#### Exercise details:
Count the lines in the data below that contain the string "appliance", with uppercase and lowercase treated as different, and give only that number.

#### Entries provided:
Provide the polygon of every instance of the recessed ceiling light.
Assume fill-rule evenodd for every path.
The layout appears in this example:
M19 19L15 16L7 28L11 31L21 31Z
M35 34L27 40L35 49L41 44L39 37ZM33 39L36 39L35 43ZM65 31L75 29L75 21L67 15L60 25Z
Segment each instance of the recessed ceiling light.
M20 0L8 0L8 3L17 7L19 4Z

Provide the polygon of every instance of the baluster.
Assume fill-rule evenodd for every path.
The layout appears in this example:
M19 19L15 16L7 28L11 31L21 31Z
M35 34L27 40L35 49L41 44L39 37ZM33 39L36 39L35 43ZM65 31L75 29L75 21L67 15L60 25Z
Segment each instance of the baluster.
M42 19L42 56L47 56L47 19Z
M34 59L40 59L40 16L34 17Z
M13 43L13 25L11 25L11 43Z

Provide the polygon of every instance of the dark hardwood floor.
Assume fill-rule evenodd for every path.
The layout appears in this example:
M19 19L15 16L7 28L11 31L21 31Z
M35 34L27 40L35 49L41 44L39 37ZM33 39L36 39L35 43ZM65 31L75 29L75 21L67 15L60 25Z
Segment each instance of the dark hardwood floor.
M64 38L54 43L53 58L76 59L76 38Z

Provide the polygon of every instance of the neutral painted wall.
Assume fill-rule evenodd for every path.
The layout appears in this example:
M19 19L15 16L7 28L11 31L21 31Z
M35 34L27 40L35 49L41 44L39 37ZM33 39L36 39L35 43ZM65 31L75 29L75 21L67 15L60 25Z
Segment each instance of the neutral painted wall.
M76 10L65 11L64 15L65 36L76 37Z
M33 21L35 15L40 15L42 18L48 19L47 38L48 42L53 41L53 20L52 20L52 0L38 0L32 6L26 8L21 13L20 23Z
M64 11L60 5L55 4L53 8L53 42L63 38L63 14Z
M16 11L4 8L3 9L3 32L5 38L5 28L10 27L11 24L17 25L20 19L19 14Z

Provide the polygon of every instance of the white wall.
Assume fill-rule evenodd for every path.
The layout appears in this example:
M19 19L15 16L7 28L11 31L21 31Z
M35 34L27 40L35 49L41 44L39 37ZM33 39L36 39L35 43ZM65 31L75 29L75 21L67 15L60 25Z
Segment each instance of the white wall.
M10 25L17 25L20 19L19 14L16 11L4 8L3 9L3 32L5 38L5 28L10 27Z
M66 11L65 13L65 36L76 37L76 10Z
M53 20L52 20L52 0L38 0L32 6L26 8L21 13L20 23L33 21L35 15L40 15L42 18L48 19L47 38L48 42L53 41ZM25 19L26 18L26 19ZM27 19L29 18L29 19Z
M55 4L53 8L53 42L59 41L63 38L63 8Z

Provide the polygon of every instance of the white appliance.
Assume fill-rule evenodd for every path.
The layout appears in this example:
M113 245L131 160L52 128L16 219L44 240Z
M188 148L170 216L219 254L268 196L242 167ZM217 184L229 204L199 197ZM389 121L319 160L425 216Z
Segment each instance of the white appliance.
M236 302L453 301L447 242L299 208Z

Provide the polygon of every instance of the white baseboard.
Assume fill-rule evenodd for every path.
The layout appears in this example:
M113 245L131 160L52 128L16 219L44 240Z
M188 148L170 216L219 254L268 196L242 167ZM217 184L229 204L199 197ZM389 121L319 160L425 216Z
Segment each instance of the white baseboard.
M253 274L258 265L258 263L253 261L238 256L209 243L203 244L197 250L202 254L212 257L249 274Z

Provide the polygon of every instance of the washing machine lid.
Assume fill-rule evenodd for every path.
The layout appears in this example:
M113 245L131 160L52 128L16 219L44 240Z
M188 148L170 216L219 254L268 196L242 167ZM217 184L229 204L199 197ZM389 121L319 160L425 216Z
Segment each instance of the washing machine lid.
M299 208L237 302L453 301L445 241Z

#### Response to the task:
2